### TAREFAS
A) Cite, sem nenhuma alteração, a passagem do texto sobre a Eva de William Blake que começa em "Em uma de suas" e termina em "paraíso na arte.".
B) Nos registros, começando pela linha que contém "Note to the class: find each instance of the roof" e terminando no fim dos registros, com as duas pontas incluídas, some 37 a cada número das coordenadas das respostas. Reproduza apenas essas linhas, com os pedidos.

### TRECHO DO DOCUMENTO
=======
Em uma de suas obras, William Blake retratou a
tentação e queda de Eva. O artista, conhecido por sua fantástica imaginação e
pelas peculiares concepções religiosas, interessou-se bastante pelas
dissidências protestantes que se multiplicaram a partir do século XVIII. Não
vou apresentar aqui o pensamento de cada uma delas, mesmo porque o meu objetivo
aqui não é discutir o pensamento religioso em si mesmo, mas sim algumas das
representações da queda de Adão e Eva do paraíso na arte.
Observando a imagem de William Blake e a sua
simbologia, percebemos que ela não está distante das representações da maior
parte das religiões Cristãs quanto ao evento. Nelas, toda a origem do mal neste
mundo é atribuída à mulher e, posso ir mais longe ainda, dizendo que é
atribuída ao corpo da mulher, o corpo que se alimenta do fruto proibido e se
rende à sensualidade. Eis a origem, não do mal, mas sim da misoginia. William
Blake, artista conhecido também por um pensamento libertário, inclusive no que
se refere ao corpo e à sensualidade, vide sua obra ícone O Matrimônio do Céu e do Inferno, tomou elementos dessa
interpretação clássica do cristianismo quanto à queda do Paraíso e à mulher. Na
imagem, observamos que Adão, um símbolo da fé, está de costas para o
observador, enquanto Eva, com a serpente sensualmente envolta em seu corpo,
prova do fruto proibido diretamente da boca diabólica do animal. É possível
dizer que Blake quis passar a mensagem de que o pecado só poderia triunfar
enquanto a fé estivesse adormecida. Em outra das imagens de Blake, Adão é
mostrado “literalmente” dormindo. Continuando com algumas das interpretações da
cristãs, podemos dizer que Eva, aquela curiosa que provou do fruto proibido,
dissimulada e malvada que era (ou tornou-se), enganou o pobre e fiel Adão, que
provou do tal fruto proibido.
=======
### MATERIAL A PROCESSAR
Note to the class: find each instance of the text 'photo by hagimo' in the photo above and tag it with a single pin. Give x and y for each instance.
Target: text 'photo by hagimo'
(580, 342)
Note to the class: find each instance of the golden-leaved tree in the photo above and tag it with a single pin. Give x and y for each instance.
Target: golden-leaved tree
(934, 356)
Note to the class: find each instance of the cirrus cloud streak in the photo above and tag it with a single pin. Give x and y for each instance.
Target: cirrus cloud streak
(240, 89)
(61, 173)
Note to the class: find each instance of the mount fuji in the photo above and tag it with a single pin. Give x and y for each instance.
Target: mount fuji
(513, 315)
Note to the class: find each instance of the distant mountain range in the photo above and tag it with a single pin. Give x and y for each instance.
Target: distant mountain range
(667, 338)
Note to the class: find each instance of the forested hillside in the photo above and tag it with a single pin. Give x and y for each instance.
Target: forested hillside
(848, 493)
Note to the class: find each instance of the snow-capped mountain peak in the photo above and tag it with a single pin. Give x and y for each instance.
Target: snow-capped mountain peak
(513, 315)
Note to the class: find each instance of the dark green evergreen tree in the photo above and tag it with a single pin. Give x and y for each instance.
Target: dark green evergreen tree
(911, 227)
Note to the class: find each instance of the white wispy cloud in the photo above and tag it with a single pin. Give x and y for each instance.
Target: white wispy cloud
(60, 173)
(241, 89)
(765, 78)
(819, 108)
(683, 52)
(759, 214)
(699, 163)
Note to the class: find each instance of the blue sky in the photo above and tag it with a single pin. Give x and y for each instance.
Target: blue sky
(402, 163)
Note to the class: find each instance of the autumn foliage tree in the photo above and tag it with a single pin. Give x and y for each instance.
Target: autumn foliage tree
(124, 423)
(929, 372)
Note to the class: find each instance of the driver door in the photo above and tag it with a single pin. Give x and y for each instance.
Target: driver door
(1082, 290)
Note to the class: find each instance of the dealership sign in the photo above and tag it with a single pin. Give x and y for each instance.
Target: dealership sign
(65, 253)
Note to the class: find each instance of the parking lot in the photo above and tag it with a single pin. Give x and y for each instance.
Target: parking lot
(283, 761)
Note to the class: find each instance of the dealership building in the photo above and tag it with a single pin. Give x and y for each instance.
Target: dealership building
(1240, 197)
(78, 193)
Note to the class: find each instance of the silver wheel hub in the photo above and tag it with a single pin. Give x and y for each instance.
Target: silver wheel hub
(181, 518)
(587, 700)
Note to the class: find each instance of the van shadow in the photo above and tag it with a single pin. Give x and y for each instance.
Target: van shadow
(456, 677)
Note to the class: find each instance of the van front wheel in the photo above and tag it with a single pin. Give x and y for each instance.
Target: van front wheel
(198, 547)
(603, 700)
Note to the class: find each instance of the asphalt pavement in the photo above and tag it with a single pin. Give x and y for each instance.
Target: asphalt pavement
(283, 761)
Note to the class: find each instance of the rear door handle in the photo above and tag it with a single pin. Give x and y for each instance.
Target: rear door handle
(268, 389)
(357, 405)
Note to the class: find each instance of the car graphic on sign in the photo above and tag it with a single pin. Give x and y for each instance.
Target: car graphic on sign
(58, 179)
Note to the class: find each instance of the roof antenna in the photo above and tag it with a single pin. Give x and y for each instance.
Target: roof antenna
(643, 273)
=======
### RESPOSTAS POR TAREFA
A)
Em uma de suas obras, William Blake retratou a
tentação e queda de Eva. O artista, conhecido por sua fantástica imaginação e
pelas peculiares concepções religiosas, interessou-se bastante pelas
dissidências protestantes que se multiplicaram a partir do século XVIII. Não
vou apresentar aqui o pensamento de cada uma delas, mesmo porque o meu objetivo
aqui não é discutir o pensamento religioso em si mesmo, mas sim algumas das
representações da queda de Adão e Eva do paraíso na arte.

B)
Note to the class: find each instance of the roof antenna in the photo above and tag it with a single pin. Give x and y for each instance.
Target: roof antenna
(680, 310)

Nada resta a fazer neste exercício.